Teks yang diberikan -
Untuk mengetahui sebuah hadits syadz atau tidak kita harus melihat
kembali apa itu definis syadz. Berikut adalah penjelasan dua imam besar
tentang definisi syadz.
Pertama:
Syaikh al Albani berkata dalam mukadimah kitab beliau Tamamul Minnah tentang hadits syadz:
“Hadits syadz adalah (hadits) yang diriwayatkan oleh perawi yang tsiqah
yang diterima (periwayatannya, akan tetapi) periwayatannya menyelisihi
periwayatan perawi yang lebih utama darinya, sebagaimana yang dipegang
oleh para ahlul hadits, dan Ibnu ash Shalah pun telah menerangkan hal
itu.
Apabila seorang perawi menyendiri dalam suatu periwayatan, maka harus
diperiksa, dan jika perawi yang menyendiri tersebut menyelisihi
periwayatan perawi yang lebih utama darinya dari segi hafalan atau pun
kedhabitannya maka apa yang diriwayatkannya itu syadz dan tertolak.
Namun apabila dalam (tambahan periwayatannya itu) tidak ada
perselisihan dengan apa yang diriwayatkan oleh yang lain, hanya saja ia
meriwayatkan sesuatu yang tidak diriwayatkan oleh yang lainnya, maka
diperiksa keadaan perawi yang menyendiri ini, jika ia adalah seorang
perawi yang adil, hafizh, terpercaya dalam kekokohan serta kedhabitannya
maka diterima apa yang ia riwayatkan secara menyendiri tersebut”

Permintaan -
Menurut teks tentang hadits syadz, apa status riwayat perawi yang menyendiri jika ia menyelisihi perawi yang lebih utama darinya dalam hafalan atau kedhabitan?

Daftar -

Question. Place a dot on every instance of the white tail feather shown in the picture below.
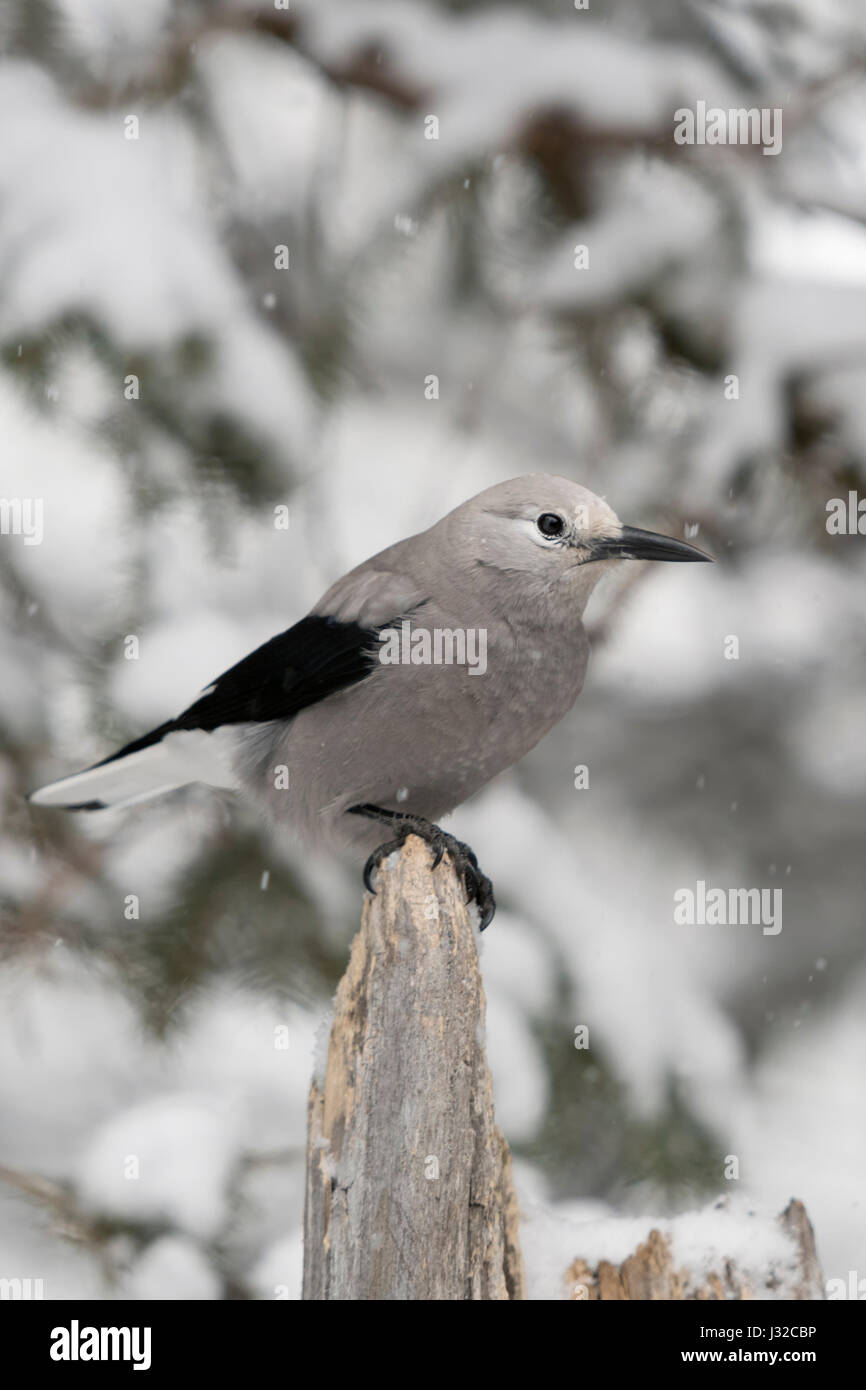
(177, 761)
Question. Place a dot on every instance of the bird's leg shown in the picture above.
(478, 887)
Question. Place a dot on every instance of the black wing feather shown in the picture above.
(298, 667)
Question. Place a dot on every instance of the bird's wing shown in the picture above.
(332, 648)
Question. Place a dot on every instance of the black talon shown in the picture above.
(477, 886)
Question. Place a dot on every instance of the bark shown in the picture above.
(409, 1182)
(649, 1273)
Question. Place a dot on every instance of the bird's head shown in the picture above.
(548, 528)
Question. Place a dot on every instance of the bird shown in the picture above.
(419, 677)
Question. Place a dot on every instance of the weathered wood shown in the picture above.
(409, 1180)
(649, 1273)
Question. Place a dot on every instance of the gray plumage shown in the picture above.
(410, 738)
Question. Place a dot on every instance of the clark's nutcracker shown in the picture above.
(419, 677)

Penyelesaian soal -
Riwayatnya syadz dan tertolak.